▸ **Work order**
In the data below, find the line containing "of the date", then set down that line and every later line up to and including the line containing "in maroon shirt?", exactly.

Point-per-instance localization data:
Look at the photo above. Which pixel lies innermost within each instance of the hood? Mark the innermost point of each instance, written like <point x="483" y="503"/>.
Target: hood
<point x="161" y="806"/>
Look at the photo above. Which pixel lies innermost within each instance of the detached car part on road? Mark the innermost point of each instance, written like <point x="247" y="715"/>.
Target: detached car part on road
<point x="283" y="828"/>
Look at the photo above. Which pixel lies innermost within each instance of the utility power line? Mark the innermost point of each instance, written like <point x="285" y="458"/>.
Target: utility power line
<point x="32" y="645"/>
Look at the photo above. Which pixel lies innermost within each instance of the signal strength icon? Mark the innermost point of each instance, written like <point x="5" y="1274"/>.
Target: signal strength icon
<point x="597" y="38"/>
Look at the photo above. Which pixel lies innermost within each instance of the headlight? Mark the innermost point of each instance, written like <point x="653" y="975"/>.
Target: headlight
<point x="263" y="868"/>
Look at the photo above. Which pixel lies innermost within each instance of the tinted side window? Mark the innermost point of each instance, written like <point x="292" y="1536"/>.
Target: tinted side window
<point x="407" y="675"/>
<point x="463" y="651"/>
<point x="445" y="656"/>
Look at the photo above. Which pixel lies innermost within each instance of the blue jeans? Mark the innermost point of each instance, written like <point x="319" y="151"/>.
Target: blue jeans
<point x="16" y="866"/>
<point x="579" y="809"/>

---

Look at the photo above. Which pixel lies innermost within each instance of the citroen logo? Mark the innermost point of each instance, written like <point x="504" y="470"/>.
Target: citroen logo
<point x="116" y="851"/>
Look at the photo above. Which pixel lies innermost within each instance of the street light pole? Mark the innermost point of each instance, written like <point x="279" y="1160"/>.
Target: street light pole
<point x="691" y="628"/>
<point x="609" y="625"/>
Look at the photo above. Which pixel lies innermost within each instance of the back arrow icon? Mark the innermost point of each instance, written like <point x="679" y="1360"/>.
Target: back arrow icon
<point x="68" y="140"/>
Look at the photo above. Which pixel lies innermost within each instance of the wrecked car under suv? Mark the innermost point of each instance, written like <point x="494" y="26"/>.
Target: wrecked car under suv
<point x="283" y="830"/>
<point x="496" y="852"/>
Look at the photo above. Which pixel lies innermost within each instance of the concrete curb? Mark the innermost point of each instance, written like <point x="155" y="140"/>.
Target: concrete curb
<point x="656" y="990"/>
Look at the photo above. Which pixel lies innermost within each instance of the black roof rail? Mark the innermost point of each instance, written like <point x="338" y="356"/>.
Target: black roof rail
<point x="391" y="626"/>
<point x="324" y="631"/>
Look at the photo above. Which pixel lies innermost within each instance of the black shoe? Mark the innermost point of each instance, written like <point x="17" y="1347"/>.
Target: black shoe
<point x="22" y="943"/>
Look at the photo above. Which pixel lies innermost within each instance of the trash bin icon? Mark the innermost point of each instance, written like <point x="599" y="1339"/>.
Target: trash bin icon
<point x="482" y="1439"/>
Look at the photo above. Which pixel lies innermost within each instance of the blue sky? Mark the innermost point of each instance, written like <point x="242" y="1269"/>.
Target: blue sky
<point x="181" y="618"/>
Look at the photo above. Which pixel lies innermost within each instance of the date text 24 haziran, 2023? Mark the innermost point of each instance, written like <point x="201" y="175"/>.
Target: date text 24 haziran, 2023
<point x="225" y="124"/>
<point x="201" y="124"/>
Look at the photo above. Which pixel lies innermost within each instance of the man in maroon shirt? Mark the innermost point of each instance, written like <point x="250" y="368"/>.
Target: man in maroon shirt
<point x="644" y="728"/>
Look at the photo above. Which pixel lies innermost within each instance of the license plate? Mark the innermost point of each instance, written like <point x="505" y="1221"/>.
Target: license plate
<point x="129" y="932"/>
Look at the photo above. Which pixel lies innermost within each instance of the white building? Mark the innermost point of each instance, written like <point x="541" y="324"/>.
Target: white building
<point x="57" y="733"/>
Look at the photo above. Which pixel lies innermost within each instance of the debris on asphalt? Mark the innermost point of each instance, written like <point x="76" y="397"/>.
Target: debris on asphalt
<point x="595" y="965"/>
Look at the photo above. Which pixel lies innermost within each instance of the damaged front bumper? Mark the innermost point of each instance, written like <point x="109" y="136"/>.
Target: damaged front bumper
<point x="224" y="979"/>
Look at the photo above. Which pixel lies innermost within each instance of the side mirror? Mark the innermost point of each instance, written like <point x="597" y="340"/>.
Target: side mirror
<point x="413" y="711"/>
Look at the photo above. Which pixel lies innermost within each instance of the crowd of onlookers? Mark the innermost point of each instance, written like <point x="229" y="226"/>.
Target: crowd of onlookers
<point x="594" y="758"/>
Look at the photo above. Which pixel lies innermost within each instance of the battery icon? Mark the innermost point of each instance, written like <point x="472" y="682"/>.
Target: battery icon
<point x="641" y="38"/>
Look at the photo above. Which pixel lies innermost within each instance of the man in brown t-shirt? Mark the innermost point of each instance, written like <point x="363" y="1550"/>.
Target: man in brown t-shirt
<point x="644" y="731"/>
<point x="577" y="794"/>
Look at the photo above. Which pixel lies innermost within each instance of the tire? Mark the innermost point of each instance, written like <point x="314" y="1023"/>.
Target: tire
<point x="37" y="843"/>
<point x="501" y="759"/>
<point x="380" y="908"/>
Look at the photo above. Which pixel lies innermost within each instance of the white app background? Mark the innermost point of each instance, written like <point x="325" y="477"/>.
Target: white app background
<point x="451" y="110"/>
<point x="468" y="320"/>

▸ **Exercise result**
Look at the photo above. Which pixel lies innermost within each instance of the date text 24 haziran, 2023? Mark the innermost point of each instance, written like <point x="201" y="175"/>.
Target: date text 24 haziran, 2023
<point x="225" y="124"/>
<point x="201" y="124"/>
Look at the photo above. Which pixel lies innermost within each instance of the man in maroon shirt? Mark the innermost point of each instance, written like <point x="250" y="368"/>.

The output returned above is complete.